** What this exercise asks **
• A. In the connector terminal description, rewrite the part that opens with the words containing "The body portion" and closes with "shown in FIG.", changing "flat legs" to "planar legs".
• B. Decide whether each statement agrees with the connector terminal description, answering yes or no and quoting the words of the text that settle it: (i) The tail portions of the upper-row terminals are bent horizontally to form flat legs. (ii) In this embodiment, ten lower-row terminals are provided. (iii) The far right ground terminal can be replaced by a power terminal.
— Begin Document excerpt —
Please further refer to FIG. 2A, FIG. 4 and FIG. 5, in which the
upper-row terminals 31 are held in the base portion 211 and the
tongue portion 212. Each of the upper-row terminals 31 comprises a
flat contact portion 315, a body portion, and a tail portion 316.
The body portion is held in the insulated housing 21, the flat
contact portion 315 is extended from one of two ends of the body
portion for transmitting first signals (i.e., USB 3.0 signals), and
the tail portion 316 is extended from the other end of the body
portion and extended out of the base portion 211. Furthermore, the
tail portions 316 are bent horizontally to form flat legs, named
SMT legs which can be soldered or mounted on the surface of a
circuit board using surface mount technology, as shown in FIG.
1.
Please further refer to FIG. 2A, FIG. 4 and FIG. 5, in which the
lower-row terminals 41 are held in the base portion 211 and the
tongue portion 212. Here, the lower-row terminals 41 comprise a
plurality of signal terminals 411, at least one power terminal 412,
and at least one ground terminal 413. Each of the lower-row
terminals 41 (i.e., the signal terminals 411, the power terminal
412, and the ground terminal 413), is held in the base portion 211
and the tongue portion 212 and disposed at the lower surface 2122.
Please further refer to FIG. 9 and FIG. 10, in which the lower-row
terminals 411 comprise, from right to left, a ground terminal 413
(Gnd), a first pair of differential signal terminals (TX2+-), a
second pair of differential signal terminals (D+-) and a third pair
of differential signal terminals (RX1+-), of the signal terminals
411, power terminals 412 (Power/VBUS), between the three pairs of
differential signal terminals, a retain terminal (RFU) (the retain
terminal and a configuration channel 2 (CC2) are a respectively
arranged between the power terminals 42 and the second pair of
differential signal terminals of the signal terminals 411), and
another ground terminal 413. However, the pin assignment is not
thus limited, and the example described above is only for
illustrative purposes. That is, in practice, plural ground
terminals 413 may be respectively arranged between the three pairs
of differential signal terminals of the signal terminals 411. In
this embodiment, twelve lower-row terminals 41 are provided for
transmitting USB 3.0 signals, but embodiments are not limited
thereto. In some embodiments, the far right (or far left), ground
terminal 413 and the retain terminal are omitted. Additionally, the
far right ground terminal 413 can be replaced by a power terminal
412 and provided for power transmission.
— End Document excerpt —
— Begin Supplied records —
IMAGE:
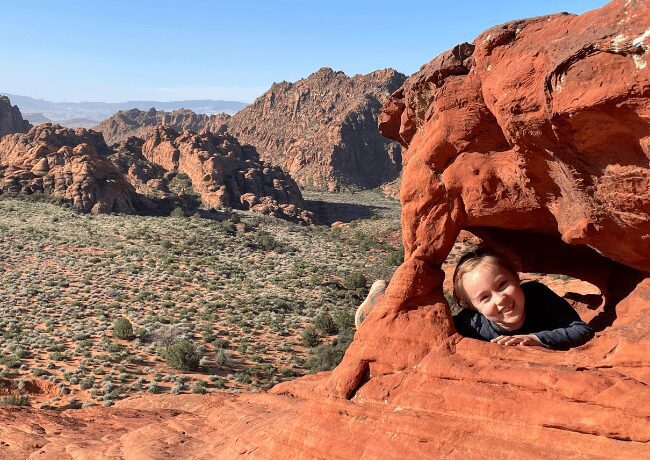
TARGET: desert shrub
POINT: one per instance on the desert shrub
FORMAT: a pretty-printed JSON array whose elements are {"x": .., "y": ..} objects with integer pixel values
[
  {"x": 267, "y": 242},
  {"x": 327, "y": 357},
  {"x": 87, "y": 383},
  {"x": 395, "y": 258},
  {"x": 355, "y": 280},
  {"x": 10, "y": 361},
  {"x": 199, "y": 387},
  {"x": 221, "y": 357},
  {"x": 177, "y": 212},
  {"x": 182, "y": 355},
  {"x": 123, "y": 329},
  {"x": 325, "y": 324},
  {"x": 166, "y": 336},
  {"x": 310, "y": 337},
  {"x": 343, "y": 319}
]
— End Supplied records —
— Begin Supplied records —
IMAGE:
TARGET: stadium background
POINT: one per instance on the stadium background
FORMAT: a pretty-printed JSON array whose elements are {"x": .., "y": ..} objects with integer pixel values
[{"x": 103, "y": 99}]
— End Supplied records —
** Expected results **
• A.
The body portion is held in the insulated housing 21, the flat
contact portion 315 is extended from one of two ends of the body
portion for transmitting first signals (i.e., USB 3.0 signals), and
the tail portion 316 is extended from the other end of the body
portion and extended out of the base portion 211. Furthermore, the
tail portions 316 are bent horizontally to form planar legs, named
SMT legs which can be soldered or mounted on the surface of a
circuit board using surface mount technology, as shown in FIG.

• B.
(i) Yes: "the tail portions 316 are bent horizontally to form flat legs"
(ii) No: "twelve lower-row terminals 41 are provided for transmitting USB 3.0 signals"
(iii) Yes: "the far right ground terminal 413 can be replaced by a power terminal 412 and provided for power transmission"